Hello, Bloggers, welcome to another episode of Topic Of The Day. For today's topic, I figured I'd delve into a subject in Hollywood that, to me, is getting out of hand. That is the wage gap between actors and actresses.
Recently, Jessica Chastain did an interview where she claimed that she was paid less than a quarter of her reported salary in The Martian. It was reported that she made $7 million but only made less than $1.75 million while her male co-star Matt Damon likely made 8 digits. However, in my opinion, that seems pretty fair considering how small of a role she had and that Damon is a big contributor to the film's success. Sure, she's a 2-time Oscar nominee, but with all due respect to her, her name doesn't fill multiplexes. She's a respected name but respect and awards don't always equal being a big draw. Hilary Swank has an enviable 2-0 Oscar record yet she still doesn't command a high salary because she is simply not a draw. It's the same thing with the guys too. Look at Joseph Gordon-Levitt. He has hits on his resume (Inception, The Dark Knight Rises, etc.), but plenty of films he's done where he was the lead haven't all fared well. So if actresses, and actors, want a high salary, they need to be somebody that people will pay to see. Even if you have hits on your resume, it doesn't automatically mean you are a draw.
------------------------------
SET PROBLEM =
Please list every film title named in the blog post about the Hollywood pay gap.

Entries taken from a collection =
------------------------------
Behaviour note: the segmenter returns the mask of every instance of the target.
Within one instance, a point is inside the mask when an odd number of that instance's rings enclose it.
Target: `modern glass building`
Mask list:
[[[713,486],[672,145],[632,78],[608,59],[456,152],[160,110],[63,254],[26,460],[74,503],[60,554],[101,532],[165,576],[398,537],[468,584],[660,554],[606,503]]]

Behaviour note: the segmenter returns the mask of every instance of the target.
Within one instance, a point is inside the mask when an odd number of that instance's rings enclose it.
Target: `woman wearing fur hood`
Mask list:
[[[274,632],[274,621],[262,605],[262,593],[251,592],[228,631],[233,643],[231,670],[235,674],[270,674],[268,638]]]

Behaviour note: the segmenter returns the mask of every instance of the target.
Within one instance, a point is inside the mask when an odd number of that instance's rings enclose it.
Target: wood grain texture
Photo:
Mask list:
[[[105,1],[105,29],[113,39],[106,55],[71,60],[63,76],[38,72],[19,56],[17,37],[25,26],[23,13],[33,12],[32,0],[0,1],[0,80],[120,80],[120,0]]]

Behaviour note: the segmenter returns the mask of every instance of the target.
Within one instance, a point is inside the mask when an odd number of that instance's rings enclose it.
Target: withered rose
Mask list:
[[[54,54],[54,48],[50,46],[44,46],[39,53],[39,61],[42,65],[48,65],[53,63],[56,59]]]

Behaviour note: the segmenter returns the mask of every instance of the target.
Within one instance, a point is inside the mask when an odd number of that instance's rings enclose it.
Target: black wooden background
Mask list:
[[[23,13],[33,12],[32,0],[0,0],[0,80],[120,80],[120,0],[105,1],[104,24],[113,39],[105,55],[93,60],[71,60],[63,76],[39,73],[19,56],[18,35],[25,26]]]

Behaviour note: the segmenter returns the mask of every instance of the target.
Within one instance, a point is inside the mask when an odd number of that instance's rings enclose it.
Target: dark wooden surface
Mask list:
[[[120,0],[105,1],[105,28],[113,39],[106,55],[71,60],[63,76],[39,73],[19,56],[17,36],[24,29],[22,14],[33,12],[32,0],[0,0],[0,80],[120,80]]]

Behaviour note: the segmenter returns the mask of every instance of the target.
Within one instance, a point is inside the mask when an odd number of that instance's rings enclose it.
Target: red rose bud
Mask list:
------------------------------
WRITTEN RESPONSE =
The Martian, Inception, The Dark Knight Rises